Information given:
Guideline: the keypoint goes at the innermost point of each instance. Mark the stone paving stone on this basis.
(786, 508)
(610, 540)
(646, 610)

* * *

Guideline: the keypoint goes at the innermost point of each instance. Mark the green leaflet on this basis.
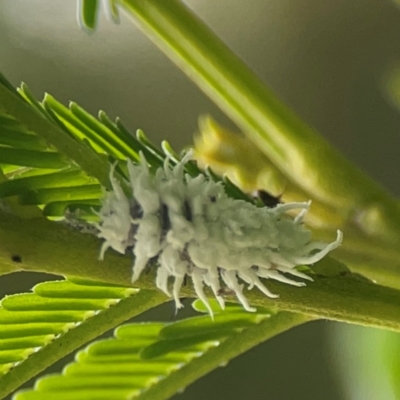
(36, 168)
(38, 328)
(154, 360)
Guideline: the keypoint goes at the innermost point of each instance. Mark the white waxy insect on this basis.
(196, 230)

--

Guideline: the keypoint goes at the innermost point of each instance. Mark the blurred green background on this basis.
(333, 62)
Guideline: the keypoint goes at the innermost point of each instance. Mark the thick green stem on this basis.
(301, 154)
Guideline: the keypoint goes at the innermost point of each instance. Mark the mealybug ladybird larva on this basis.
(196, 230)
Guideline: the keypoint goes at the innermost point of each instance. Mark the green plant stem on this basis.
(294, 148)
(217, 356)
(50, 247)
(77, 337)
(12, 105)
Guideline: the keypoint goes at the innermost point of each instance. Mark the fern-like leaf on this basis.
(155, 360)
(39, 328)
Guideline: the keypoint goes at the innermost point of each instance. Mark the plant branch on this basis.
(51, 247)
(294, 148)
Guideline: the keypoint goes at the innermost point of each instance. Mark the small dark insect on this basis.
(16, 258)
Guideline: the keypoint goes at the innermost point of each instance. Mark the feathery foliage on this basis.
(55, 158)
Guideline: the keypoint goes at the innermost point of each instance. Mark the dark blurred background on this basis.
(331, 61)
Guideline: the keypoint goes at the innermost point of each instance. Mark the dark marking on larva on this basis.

Aim of the exercise: Update the rows from the line with "foliage on this basis." to the line with "on larva on this basis." so that "innermost point" becomes "most central point", leaving everything else unchanged, and give only those lines.

Task response:
Guideline: the keypoint goes at the most central point of each instance. Mark the feathery foliage on this basis.
(55, 158)
Guideline: the keypoint goes at the most central point of each instance. Mark the dark blurred background on this basis.
(331, 61)
Guideline: the keypoint goes at the most central point of each instance. Mark the dark marking on larva on this basis.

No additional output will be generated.